→ **Exercise goal**
Format the entries below as a JSON list of strings, one string per line, omitting blank lines, covering only the lines between the line containing "boxsearch tiled roof --return coords" and the line containing "[217,69,227,119]", inclusive.

→ **Portion of a data file**
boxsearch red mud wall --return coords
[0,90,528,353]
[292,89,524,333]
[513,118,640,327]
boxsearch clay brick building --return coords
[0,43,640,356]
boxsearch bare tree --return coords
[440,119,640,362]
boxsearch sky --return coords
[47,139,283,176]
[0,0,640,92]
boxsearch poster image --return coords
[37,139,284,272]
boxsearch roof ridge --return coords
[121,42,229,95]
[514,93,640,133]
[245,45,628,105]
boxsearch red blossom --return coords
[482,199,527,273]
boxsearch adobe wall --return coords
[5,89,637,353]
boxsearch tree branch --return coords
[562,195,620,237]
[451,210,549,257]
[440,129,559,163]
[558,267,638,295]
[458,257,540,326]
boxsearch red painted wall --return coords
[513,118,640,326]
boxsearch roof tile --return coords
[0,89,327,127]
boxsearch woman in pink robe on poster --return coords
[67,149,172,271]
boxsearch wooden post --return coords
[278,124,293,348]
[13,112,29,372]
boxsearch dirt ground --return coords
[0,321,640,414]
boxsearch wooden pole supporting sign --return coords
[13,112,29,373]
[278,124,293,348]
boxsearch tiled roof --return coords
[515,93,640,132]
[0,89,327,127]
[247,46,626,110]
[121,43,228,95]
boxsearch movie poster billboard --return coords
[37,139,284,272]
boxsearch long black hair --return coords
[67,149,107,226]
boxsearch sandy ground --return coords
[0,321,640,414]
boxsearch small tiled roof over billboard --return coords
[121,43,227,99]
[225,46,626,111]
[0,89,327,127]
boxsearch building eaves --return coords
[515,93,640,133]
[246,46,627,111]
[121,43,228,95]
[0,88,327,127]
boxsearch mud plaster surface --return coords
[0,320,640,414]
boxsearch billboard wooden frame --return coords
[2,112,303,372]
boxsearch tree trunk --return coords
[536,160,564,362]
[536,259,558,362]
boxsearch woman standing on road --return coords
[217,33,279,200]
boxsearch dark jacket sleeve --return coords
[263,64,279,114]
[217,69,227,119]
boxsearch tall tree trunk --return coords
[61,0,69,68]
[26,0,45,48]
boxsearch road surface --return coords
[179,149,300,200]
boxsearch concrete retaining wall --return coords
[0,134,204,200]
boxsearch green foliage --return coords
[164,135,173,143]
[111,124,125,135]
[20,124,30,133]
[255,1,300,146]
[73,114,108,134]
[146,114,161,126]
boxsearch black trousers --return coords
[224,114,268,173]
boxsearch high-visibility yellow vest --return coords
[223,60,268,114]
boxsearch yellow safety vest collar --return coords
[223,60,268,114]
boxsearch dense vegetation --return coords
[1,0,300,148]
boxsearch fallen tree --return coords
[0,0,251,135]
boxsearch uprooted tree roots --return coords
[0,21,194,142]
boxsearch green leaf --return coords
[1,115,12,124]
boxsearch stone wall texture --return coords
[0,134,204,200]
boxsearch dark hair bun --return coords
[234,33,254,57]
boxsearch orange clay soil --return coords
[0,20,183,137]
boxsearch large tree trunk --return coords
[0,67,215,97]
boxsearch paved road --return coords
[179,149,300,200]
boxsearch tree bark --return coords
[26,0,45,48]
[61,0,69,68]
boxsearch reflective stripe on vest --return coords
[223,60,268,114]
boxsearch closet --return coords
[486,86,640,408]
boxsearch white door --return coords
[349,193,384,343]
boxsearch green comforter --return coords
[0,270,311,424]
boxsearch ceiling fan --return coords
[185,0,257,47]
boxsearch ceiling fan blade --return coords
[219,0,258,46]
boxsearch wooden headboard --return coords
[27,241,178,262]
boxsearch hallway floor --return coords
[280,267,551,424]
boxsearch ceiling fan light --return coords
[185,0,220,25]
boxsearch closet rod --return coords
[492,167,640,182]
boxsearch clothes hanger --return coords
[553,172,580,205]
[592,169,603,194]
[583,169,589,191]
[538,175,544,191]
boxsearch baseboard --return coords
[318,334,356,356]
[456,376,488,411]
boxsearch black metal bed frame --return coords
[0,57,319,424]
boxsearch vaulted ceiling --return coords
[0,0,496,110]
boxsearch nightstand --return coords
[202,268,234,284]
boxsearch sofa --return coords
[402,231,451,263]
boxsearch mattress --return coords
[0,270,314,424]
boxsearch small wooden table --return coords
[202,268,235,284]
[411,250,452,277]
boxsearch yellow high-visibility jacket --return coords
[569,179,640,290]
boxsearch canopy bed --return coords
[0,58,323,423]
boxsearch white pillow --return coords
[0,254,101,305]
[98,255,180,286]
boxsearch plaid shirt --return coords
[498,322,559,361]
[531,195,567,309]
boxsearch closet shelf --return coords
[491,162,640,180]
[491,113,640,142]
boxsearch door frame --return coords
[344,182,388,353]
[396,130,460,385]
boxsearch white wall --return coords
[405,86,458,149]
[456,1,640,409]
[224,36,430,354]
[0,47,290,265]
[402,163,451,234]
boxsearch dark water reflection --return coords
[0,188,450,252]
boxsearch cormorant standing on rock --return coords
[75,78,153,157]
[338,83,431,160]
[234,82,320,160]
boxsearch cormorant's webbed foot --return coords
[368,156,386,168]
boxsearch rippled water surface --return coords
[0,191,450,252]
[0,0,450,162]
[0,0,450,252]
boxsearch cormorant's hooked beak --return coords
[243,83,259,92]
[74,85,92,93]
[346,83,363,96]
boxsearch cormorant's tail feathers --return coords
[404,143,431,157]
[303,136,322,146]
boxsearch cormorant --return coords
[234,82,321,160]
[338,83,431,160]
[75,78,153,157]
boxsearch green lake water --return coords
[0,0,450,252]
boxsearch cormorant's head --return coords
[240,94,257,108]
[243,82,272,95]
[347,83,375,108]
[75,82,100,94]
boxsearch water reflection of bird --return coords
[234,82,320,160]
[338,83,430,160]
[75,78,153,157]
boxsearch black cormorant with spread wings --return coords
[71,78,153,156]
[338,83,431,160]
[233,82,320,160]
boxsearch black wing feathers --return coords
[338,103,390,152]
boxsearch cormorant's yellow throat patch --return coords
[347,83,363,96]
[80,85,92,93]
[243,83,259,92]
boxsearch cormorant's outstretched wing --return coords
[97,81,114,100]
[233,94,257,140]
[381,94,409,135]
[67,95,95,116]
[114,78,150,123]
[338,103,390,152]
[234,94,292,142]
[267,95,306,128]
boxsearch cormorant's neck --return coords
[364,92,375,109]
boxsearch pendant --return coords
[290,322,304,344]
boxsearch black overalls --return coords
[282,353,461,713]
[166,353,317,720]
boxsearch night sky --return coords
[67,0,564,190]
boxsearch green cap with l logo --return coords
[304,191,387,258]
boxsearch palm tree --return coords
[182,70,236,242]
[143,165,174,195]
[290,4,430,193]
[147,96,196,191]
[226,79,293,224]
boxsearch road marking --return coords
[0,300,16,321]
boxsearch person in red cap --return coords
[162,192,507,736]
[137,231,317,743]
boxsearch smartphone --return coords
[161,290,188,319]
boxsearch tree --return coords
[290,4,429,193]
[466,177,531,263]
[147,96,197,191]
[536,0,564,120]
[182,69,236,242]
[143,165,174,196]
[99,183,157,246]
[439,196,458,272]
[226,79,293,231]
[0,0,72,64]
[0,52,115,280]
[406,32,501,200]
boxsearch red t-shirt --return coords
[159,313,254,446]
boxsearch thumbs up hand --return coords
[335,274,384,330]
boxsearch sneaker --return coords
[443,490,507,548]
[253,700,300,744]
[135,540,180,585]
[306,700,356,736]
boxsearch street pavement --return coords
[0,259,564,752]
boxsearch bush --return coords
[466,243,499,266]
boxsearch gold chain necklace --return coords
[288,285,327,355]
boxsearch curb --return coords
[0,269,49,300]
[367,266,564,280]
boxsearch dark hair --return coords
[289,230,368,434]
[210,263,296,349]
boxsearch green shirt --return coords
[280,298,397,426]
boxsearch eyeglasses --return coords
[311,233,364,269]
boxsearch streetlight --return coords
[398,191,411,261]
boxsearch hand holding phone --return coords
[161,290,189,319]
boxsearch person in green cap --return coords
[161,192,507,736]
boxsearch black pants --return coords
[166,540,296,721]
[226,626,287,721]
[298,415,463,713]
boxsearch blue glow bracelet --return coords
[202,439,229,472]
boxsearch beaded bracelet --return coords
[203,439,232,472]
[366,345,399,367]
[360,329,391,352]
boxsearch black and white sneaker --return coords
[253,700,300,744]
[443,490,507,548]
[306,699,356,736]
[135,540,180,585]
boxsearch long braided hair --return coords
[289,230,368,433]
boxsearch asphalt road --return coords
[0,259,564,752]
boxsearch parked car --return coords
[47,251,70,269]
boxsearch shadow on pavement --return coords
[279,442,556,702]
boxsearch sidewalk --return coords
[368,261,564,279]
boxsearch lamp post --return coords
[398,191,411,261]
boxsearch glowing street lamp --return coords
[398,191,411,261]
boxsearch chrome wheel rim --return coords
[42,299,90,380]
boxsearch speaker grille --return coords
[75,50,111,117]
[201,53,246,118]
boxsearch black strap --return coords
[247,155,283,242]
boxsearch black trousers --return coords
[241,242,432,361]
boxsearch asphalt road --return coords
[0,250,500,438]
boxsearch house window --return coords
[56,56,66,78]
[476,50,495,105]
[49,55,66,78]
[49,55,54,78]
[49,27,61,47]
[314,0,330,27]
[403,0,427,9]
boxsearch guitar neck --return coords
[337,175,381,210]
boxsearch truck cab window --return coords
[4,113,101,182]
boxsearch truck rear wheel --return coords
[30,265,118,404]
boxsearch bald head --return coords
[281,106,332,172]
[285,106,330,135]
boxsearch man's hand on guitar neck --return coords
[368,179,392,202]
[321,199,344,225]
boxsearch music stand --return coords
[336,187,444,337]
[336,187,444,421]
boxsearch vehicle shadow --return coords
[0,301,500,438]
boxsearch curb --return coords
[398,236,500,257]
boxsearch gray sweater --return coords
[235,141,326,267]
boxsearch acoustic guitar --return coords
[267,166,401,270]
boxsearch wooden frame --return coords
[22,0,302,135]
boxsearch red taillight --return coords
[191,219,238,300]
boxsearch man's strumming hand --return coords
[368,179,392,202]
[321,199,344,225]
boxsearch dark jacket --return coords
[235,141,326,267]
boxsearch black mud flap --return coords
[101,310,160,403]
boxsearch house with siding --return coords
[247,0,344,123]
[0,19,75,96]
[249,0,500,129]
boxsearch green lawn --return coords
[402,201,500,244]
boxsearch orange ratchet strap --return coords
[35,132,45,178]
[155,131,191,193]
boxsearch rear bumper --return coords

→ **Response for this exercise**
[
  "boxsearch tiled roof --return coords",
  "[515,93,640,132]",
  "[0,89,327,127]",
  "[247,46,626,110]",
  "[121,43,228,95]",
  "boxsearch movie poster billboard --return coords",
  "[37,139,284,272]",
  "boxsearch long black hair --return coords",
  "[67,149,107,226]",
  "boxsearch sandy ground --return coords",
  "[0,321,640,414]",
  "boxsearch small tiled roof over billboard --return coords",
  "[121,43,227,99]",
  "[225,46,626,111]",
  "[0,89,327,127]",
  "boxsearch building eaves --return coords",
  "[515,93,640,133]",
  "[246,46,627,111]",
  "[121,43,228,95]",
  "[0,88,327,127]",
  "boxsearch mud plaster surface --return coords",
  "[0,320,640,414]",
  "boxsearch billboard wooden frame --return coords",
  "[2,112,303,372]",
  "boxsearch tree trunk --return coords",
  "[536,160,564,362]",
  "[536,259,558,362]",
  "boxsearch woman standing on road --return coords",
  "[217,33,279,200]",
  "boxsearch dark jacket sleeve --return coords",
  "[263,64,279,114]",
  "[217,69,227,119]"
]